PROMPT:
Set down the records once more, please, exactly and with the pictures left out.

DATA TO PROCESS:

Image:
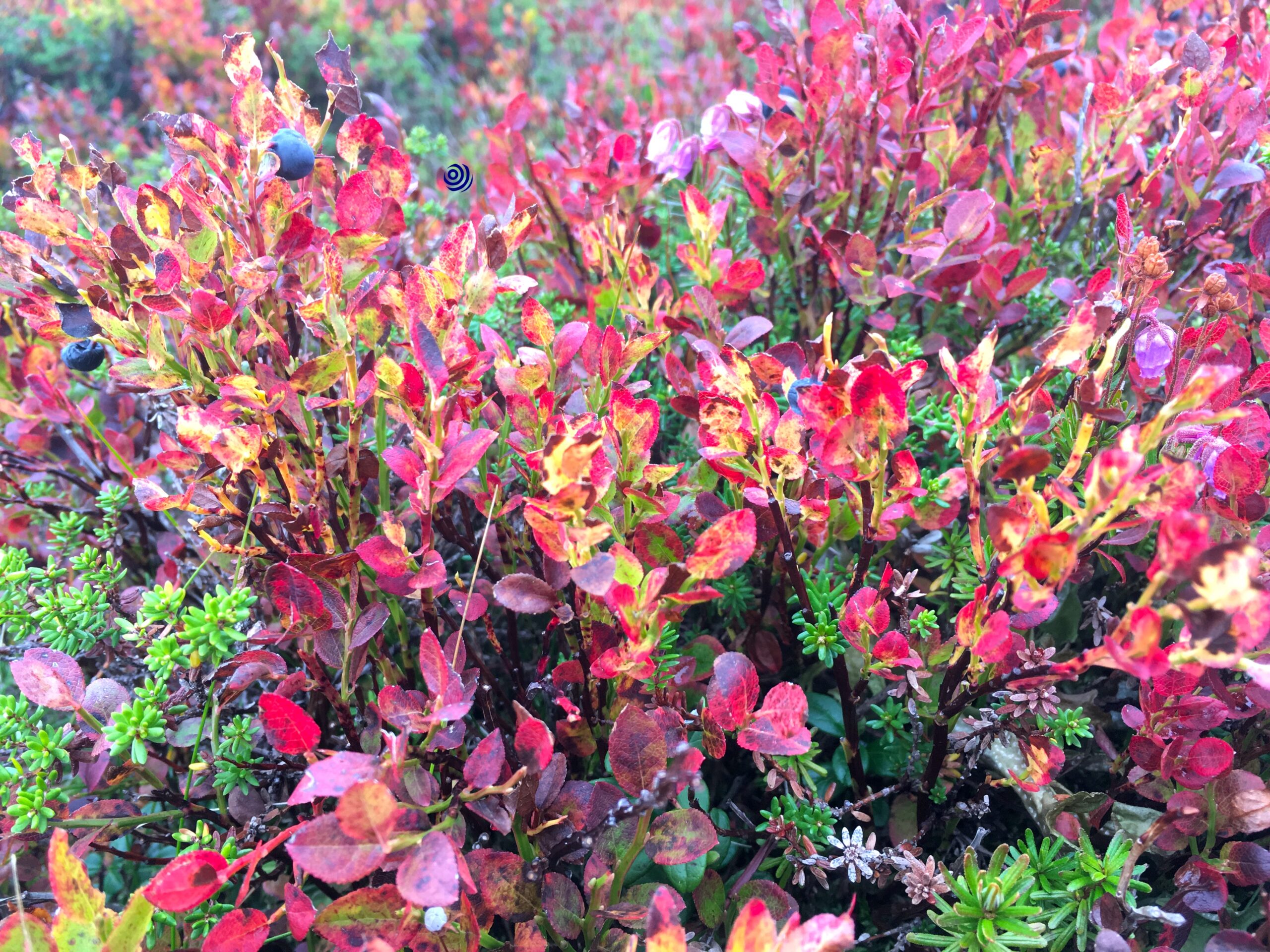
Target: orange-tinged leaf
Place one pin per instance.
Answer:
(754, 931)
(359, 139)
(78, 900)
(158, 215)
(536, 323)
(680, 837)
(23, 932)
(50, 220)
(242, 64)
(724, 547)
(636, 751)
(287, 726)
(663, 932)
(733, 690)
(368, 812)
(430, 876)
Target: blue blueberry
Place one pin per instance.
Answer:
(83, 355)
(295, 154)
(793, 394)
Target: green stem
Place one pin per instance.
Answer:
(121, 822)
(216, 737)
(381, 442)
(615, 892)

SOLVED EXERCISE:
Image:
Target: orange-tinged leaf
Place one pin per instance.
Answer:
(754, 931)
(359, 139)
(78, 900)
(158, 215)
(536, 323)
(680, 837)
(23, 932)
(50, 220)
(242, 64)
(724, 547)
(636, 751)
(287, 726)
(663, 932)
(733, 690)
(368, 812)
(430, 876)
Target: blue blueberry
Place one pin per instance.
Answer:
(83, 355)
(295, 154)
(793, 394)
Target: green stem
Place one pin per instance.
Answer:
(121, 822)
(216, 737)
(381, 442)
(615, 892)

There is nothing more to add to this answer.